Find the string "asked" in the data, then copy every line where it is found.

(Point-per-instance localization data)
▬▬▬▬▬▬▬▬▬▬

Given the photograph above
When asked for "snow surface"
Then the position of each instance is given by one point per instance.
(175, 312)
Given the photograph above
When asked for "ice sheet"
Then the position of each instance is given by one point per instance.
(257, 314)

▬▬▬▬▬▬▬▬▬▬

■ Expected answer ■
When asked for "snow surface"
When asked for "ice sheet"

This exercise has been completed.